* What to do
Give back exactly the lines running from the line with "Where can the green foliage" to the end of the entries, and only those lines.

* Information shown
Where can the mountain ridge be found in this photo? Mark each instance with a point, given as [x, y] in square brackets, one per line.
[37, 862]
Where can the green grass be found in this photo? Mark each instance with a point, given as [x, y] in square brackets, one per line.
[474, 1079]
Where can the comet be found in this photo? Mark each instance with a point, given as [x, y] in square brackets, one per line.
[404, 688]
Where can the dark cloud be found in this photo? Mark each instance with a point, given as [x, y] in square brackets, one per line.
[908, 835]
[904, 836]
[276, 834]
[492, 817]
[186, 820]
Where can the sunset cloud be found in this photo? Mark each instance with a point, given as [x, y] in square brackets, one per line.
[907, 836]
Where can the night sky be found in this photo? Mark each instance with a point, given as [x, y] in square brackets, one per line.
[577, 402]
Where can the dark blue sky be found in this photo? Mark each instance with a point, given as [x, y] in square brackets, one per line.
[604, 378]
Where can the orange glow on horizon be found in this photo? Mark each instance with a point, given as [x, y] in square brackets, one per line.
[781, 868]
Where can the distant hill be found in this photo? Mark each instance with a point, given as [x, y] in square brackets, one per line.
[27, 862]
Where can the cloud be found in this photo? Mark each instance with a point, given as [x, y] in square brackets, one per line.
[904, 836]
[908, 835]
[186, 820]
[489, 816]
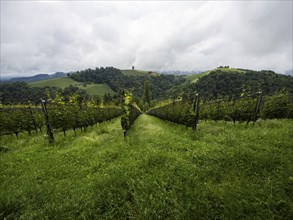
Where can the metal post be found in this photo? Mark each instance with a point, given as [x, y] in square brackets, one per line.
[48, 126]
[257, 108]
[196, 109]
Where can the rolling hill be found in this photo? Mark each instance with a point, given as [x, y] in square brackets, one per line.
[139, 73]
[194, 77]
[91, 89]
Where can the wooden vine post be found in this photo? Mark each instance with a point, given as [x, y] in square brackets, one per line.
[196, 109]
[48, 126]
[257, 108]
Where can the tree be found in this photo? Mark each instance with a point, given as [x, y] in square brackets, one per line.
[147, 95]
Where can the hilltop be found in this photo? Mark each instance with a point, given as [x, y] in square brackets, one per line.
[212, 84]
[91, 89]
[139, 73]
[38, 77]
[194, 77]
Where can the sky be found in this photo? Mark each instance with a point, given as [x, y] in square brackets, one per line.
[51, 36]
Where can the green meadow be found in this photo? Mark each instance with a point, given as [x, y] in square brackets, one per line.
[91, 89]
[161, 171]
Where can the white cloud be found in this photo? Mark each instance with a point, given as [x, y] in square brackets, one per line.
[38, 37]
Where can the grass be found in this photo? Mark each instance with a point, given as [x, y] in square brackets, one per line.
[91, 89]
[59, 82]
[161, 171]
[194, 77]
[98, 89]
[138, 73]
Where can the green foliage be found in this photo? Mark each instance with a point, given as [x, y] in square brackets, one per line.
[279, 105]
[162, 171]
[220, 83]
[242, 109]
[59, 83]
[161, 84]
[131, 112]
[147, 93]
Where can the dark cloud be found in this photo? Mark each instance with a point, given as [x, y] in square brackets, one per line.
[39, 37]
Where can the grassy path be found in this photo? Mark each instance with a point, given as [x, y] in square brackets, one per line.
[162, 171]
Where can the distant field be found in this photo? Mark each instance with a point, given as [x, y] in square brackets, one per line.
[92, 89]
[97, 89]
[60, 82]
[137, 73]
[194, 77]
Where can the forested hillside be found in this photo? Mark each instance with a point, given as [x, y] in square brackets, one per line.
[214, 84]
[160, 84]
[220, 83]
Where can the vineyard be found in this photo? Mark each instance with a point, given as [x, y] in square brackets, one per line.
[61, 117]
[246, 109]
[87, 168]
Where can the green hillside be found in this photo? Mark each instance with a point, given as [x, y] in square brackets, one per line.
[91, 89]
[59, 82]
[194, 77]
[161, 171]
[138, 73]
[97, 89]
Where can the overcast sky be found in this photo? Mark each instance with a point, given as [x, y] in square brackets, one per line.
[46, 37]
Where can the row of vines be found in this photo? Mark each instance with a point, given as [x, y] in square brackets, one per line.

* Answer to the task
Where can the green foliage be found in this photo? Mark each instance with a point, given as [x, y] in square brackets, one per line.
[279, 105]
[162, 171]
[220, 83]
[242, 109]
[59, 83]
[161, 84]
[131, 112]
[147, 93]
Where can the dark cloud be found in this photo? Mark each instance with a point, given as [x, y] in square brackets, one per line.
[39, 37]
Where can the grassy path be found in this photo? Mark each instance with a point, given as [x, y] in square brackets, one per line.
[162, 171]
Where can the distant field be found in this photo? Mark each instance with a point, given as [x, y] in square brackets, one per line.
[92, 89]
[97, 89]
[60, 82]
[137, 73]
[194, 77]
Where can the forested hillside be found in this photo? Mark each instance with a point, given as [x, y] in square brackets, one per line.
[214, 84]
[160, 84]
[220, 83]
Where can the vineyard be found in this photo? Mark each instance with a point, given as [x, y] in square brackets, one per line.
[61, 117]
[246, 109]
[87, 168]
Where can the green hillside be found in this photo? Mark each instance with a point, given as [x, y] in square brackets, one per line.
[91, 89]
[59, 82]
[194, 77]
[161, 171]
[138, 73]
[97, 89]
Where can the overcast sky be found in this photo? Mark each instance with a point, given as [x, y] in square brackets, one per line.
[46, 37]
Where can the row of vines be found in this photo? Mark each instance with a point, given as [x, y] in square brackets, one per line.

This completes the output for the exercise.